__SOURCE EXTRACT__:
● ● ● ● ●

Search All of the Math Forum:

Views expressed in these public forums are not endorsed by NCTM or The Math Forum.

Notice: We are no longer accepting new posts, but the forums will continue to be readable.

Topic: A subtle and interesting "contradiction" in Fourier analysis
Replies: 6   Last Post: Sep 28, 1998 7:59 AM

 Messages: [ Previous | Next ]
 jhunpingco@my-dejanews.com Posts: 25 Registered: 12/7/04
A subtle and interesting "contradiction" in Fourier analysis
Posted: Sep 19, 1998 1:18 PM

Hi,

Here is an interesting question:

Is the sum of two periodic functions also a periodic function?

For example, if x1(t) and x2(t) are both periodic, each with
respective periods T1 and T2, and s(t) = x1(t) + x2(t), is s(t) also
periodic?

● ● ● ● ●

__REQUIREMENT A__: Quote the records exactly, starting at the line that contains "the car rear" and stopping after the line that contains "(1041, 813)".

● ● ● ● ●

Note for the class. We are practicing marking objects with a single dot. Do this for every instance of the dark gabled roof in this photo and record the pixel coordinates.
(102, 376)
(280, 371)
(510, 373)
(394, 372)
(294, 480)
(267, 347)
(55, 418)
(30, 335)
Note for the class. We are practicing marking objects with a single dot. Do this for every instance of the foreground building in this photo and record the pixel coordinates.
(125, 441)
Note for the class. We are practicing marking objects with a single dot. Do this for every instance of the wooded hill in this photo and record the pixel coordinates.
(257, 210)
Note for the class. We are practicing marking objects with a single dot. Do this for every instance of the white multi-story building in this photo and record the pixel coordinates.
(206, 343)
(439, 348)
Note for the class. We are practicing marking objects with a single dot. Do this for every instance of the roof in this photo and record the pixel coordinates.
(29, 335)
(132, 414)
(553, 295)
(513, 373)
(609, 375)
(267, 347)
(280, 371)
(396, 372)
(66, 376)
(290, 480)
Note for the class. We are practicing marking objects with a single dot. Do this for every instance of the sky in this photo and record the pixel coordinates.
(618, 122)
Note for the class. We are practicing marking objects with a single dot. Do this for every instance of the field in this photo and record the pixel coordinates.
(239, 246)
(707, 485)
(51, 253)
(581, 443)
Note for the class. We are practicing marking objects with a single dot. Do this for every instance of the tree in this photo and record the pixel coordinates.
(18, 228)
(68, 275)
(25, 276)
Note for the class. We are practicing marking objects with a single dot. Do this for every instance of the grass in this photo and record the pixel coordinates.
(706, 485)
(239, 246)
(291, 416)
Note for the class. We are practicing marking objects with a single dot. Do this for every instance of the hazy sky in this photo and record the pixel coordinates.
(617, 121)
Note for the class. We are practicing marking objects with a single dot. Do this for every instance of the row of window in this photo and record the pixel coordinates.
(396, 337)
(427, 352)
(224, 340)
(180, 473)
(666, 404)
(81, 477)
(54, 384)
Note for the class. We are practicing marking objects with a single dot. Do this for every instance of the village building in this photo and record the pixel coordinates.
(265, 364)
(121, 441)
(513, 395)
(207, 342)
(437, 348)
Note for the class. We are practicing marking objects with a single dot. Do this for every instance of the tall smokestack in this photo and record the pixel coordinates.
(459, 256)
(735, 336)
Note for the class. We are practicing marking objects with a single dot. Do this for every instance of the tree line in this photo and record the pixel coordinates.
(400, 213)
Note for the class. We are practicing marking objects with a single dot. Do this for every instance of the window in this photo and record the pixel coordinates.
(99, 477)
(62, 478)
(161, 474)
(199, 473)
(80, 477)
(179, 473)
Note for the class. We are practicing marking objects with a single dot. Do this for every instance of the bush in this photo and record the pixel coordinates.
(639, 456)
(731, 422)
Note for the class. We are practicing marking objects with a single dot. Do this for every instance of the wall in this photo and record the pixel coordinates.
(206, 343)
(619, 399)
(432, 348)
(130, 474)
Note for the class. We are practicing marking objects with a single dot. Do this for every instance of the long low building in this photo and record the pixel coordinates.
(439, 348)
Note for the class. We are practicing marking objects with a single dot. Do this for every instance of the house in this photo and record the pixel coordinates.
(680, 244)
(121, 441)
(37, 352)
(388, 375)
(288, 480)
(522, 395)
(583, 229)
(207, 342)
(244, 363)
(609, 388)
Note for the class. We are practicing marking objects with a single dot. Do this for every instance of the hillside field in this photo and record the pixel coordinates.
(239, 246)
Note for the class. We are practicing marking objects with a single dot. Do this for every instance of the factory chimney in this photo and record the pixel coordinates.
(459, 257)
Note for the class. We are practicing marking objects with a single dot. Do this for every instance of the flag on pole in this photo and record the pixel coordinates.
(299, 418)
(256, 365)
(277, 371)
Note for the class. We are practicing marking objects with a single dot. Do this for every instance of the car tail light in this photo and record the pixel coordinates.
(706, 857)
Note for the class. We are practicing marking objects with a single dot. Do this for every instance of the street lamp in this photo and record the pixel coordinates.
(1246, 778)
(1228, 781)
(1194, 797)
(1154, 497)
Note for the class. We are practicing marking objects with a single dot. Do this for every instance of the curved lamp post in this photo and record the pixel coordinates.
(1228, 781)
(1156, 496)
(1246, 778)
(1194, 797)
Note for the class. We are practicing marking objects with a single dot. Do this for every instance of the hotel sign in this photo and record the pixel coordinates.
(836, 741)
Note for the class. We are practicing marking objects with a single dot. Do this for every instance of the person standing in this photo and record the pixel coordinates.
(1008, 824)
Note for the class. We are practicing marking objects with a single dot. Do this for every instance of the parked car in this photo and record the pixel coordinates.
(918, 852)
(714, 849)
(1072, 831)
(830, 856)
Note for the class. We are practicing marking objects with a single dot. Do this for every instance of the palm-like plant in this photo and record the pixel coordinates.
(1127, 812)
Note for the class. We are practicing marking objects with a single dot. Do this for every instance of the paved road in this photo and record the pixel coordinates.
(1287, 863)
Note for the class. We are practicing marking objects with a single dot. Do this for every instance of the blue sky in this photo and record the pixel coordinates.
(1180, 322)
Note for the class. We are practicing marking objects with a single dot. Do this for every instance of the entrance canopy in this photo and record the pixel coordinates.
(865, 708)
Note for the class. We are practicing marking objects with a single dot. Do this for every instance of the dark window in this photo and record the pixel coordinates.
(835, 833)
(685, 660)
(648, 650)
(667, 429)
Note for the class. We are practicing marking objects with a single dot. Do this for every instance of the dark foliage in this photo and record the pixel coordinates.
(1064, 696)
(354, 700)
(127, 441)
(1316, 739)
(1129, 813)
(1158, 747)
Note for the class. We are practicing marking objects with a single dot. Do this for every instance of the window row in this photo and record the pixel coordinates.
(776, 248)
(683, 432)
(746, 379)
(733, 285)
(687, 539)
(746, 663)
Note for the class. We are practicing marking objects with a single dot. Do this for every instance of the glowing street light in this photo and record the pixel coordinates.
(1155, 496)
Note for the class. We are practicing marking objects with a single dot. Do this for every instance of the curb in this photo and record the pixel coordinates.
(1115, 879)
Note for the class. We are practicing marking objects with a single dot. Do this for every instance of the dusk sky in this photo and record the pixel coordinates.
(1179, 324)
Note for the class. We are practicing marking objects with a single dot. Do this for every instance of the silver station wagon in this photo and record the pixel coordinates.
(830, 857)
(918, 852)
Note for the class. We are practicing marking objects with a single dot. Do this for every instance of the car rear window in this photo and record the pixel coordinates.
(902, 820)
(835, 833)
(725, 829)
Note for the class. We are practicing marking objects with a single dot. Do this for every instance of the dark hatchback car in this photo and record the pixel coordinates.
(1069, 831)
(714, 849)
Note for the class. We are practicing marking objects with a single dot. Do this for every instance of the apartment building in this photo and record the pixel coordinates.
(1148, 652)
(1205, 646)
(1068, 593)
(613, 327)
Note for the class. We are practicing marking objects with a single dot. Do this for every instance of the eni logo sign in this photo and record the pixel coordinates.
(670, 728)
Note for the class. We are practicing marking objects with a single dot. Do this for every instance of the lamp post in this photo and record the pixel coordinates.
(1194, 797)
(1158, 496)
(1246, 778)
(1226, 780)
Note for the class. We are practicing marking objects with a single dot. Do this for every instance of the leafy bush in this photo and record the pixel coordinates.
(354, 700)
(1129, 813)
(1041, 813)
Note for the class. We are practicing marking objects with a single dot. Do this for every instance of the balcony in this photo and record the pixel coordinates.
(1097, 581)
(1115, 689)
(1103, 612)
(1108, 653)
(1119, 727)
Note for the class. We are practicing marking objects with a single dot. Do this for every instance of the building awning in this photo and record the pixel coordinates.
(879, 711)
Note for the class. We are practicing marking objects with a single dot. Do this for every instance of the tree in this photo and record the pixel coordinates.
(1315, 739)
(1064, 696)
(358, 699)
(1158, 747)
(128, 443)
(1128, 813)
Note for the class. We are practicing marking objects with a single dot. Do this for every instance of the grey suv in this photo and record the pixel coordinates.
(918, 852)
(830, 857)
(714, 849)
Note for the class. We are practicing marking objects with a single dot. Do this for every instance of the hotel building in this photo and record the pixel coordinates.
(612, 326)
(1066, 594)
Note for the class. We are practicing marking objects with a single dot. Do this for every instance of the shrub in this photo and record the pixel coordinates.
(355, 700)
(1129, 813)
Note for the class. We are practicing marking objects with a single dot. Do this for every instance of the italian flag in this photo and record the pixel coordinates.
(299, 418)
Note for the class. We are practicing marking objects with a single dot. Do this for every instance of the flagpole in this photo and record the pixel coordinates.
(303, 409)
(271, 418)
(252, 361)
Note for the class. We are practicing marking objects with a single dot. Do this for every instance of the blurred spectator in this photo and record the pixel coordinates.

● ● ● ● ●

__REQUIREMENT B__: Extend the forum post on whether the sum of two periodic functions is periodic, picking up after its last sentence.

__FINAL ANSWER A__:
Note for the class. We are practicing marking objects with a single dot. Do this for every instance of the car rear window in this photo and record the pixel coordinates.
(902, 820)
(835, 833)
(725, 829)
Note for the class. We are practicing marking objects with a single dot. Do this for every instance of the dark hatchback car in this photo and record the pixel coordinates.
(1069, 831)
(714, 849)
Note for the class. We are practicing marking objects with a single dot. Do this for every instance of the apartment building in this photo and record the pixel coordinates.
(1148, 652)
(1205, 646)
(1068, 593)
(613, 327)
Note for the class. We are practicing marking objects with a single dot. Do this for every instance of the eni logo sign in this photo and record the pixel coordinates.
(670, 728)
Note for the class. We are practicing marking objects with a single dot. Do this for every instance of the lamp post in this photo and record the pixel coordinates.
(1194, 797)
(1158, 496)
(1246, 778)
(1226, 780)
Note for the class. We are practicing marking objects with a single dot. Do this for every instance of the leafy bush in this photo and record the pixel coordinates.
(354, 700)
(1129, 813)
(1041, 813)

__FINAL ANSWER B__:
In general, the answer is no. s(t) is only periodic so long as the
T1/T2 is a rational number. If it is an irrational number, then s(t)
is not periodic.

Note that in this case, s(t) is not periodic and not an absolutely
integrable function, which means that its Fourier transform doesn't
exist in the usual sense.

Does this little illustration show a hole in the usual Fourier
analysis? Given any band of frequencies, I can certainly construct a
frequency in that band like s(t) as defined above for which the
Fourier transform does not exist and for which I am stalled in my
analysis.

Have I just confused myself, or does this "hole" really exist?

Thanks.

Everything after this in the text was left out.